Directive — Please pick out and copy every line of the records below that contains the word "side", matching case exactly.

Entries shown —
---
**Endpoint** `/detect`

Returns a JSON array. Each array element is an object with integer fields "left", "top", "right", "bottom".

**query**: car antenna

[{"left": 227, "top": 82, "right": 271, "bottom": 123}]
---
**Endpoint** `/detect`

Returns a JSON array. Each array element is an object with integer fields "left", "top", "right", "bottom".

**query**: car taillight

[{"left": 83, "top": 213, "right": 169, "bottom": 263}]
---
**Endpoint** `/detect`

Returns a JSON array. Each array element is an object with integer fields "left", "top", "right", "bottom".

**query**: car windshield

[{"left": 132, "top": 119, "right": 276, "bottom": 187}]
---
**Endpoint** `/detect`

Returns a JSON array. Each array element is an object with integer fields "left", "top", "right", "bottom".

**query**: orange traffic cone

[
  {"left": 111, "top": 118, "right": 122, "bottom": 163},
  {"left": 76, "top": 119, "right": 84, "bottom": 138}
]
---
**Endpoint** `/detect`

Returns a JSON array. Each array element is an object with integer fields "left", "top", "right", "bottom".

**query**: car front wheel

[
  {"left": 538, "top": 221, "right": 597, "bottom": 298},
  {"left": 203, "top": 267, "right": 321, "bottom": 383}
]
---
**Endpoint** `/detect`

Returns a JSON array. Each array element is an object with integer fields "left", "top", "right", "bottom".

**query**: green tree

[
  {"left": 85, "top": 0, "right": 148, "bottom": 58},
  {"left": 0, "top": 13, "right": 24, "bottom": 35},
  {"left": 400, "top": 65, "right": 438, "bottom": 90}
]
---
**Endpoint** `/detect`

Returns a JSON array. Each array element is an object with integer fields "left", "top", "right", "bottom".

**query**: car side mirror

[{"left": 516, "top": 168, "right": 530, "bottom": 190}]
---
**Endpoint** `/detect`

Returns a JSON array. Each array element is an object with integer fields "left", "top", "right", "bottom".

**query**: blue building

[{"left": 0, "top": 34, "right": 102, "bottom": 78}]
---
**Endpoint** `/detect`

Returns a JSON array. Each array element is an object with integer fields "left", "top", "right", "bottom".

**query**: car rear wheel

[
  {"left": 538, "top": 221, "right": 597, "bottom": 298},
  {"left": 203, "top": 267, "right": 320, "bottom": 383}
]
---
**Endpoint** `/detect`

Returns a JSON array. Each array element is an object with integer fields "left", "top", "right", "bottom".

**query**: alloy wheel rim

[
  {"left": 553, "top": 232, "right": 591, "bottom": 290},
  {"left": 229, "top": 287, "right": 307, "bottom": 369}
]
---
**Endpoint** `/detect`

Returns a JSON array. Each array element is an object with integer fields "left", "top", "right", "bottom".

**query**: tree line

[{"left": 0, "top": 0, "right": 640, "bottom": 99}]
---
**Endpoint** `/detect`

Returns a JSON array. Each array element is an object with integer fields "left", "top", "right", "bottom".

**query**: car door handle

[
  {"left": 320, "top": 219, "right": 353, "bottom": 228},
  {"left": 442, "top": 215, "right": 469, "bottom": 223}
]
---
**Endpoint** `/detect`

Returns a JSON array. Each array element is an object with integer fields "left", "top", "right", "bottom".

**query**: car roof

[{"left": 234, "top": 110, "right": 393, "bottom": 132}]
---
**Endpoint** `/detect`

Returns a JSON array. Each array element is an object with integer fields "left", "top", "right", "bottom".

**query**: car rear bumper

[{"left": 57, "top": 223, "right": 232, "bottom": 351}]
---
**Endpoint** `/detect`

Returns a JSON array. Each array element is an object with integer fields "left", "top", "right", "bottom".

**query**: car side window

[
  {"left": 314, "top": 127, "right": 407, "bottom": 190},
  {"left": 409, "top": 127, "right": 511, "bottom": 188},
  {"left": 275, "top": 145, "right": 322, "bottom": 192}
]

The answer —
**query**: car side mirror
**query**: car side window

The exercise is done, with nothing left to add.